**PROMPT:**
Please rewrite the listing below, replacing every "Drop a marker" with "Place a pin" and leaving everything else unchanged.

---------- MATERIAL ----------

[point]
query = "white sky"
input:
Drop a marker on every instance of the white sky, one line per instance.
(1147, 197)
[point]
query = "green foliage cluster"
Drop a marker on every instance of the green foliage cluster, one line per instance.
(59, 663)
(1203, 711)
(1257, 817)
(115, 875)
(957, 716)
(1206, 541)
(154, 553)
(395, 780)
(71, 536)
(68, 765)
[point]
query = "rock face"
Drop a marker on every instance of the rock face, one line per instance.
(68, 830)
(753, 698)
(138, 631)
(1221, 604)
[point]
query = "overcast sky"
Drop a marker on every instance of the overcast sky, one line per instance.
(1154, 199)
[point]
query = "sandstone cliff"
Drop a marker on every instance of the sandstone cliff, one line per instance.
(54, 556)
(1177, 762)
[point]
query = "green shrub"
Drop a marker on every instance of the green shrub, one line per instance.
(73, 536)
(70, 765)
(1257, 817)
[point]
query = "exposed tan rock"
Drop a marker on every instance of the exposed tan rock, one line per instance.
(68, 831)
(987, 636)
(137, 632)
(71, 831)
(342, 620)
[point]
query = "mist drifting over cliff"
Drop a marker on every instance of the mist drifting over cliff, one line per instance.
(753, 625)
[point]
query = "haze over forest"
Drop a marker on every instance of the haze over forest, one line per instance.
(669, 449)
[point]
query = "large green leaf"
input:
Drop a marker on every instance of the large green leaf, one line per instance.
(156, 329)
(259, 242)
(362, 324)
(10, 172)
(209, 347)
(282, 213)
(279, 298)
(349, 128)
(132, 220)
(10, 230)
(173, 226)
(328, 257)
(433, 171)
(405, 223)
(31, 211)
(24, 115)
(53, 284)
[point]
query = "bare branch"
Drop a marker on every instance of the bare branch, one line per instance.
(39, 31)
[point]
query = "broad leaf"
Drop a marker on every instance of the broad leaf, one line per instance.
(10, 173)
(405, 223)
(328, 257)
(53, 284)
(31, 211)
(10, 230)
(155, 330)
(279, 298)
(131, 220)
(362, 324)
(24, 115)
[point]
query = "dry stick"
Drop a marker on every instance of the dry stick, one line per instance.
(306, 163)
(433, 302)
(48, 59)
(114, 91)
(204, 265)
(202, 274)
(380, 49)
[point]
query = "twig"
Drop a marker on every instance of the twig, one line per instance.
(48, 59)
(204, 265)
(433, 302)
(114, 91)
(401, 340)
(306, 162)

----------

**PROBLEM SOLUTION:**
[point]
query = "white sky"
input:
Place a pin on every instance of the white sky, one line per instance.
(1147, 197)
[point]
query = "green foliage cluster"
Place a pin on every instance of the green foliage cluster, one line per instance.
(59, 663)
(1203, 711)
(1257, 817)
(115, 875)
(957, 716)
(1206, 541)
(154, 553)
(395, 780)
(71, 536)
(68, 765)
[point]
query = "rock face"
Place a pin on every instance of the rock face, one line per instance.
(68, 830)
(753, 698)
(138, 631)
(1221, 604)
[point]
query = "overcast sky"
Place a pin on every instance of the overcast sky, one line per instance.
(1154, 199)
[point]
query = "sandstone cliff"
Place a pin on every instance of the sandstone cliff, one line per instance.
(54, 556)
(1177, 762)
[point]
query = "green shrub"
Place a pin on every instance of the green shrub, one line per instance.
(73, 536)
(70, 765)
(1257, 817)
[point]
query = "exposed tan rock"
Place a pin on every instance of the exposed tan rock, one line per instance.
(68, 831)
(987, 636)
(137, 632)
(71, 831)
(342, 620)
[point]
query = "mist drifting over cliff"
Place a pin on every instance of the mist drifting over cliff, one line per instance.
(753, 625)
[point]
query = "haze over forest"
Place a pin on every instance of the haze over forest, one line per instance.
(669, 449)
[point]
query = "large green leaf"
input:
Place a pin on every instance of the large green leaf, one line per instance.
(156, 329)
(259, 242)
(362, 324)
(10, 172)
(209, 347)
(282, 213)
(279, 298)
(349, 128)
(132, 220)
(10, 230)
(173, 226)
(328, 257)
(433, 171)
(405, 223)
(31, 211)
(24, 115)
(53, 284)
[point]
query = "bare branch"
Place a pin on every instance of the bare branch, one line per instance.
(39, 31)
[point]
query = "broad leaf"
Place a pin on every instance of the broad leaf, one line per instance.
(10, 173)
(405, 223)
(328, 257)
(53, 284)
(31, 211)
(10, 230)
(155, 330)
(279, 298)
(131, 220)
(362, 324)
(24, 115)
[point]
query = "dry stick"
Place a pin on every instance of the dry stick, one line per instance.
(306, 163)
(433, 302)
(48, 59)
(114, 91)
(204, 265)
(202, 274)
(380, 49)
[point]
query = "twig"
Place a pin on every instance of the twig, one line per instance.
(48, 59)
(204, 265)
(433, 302)
(114, 91)
(401, 340)
(306, 162)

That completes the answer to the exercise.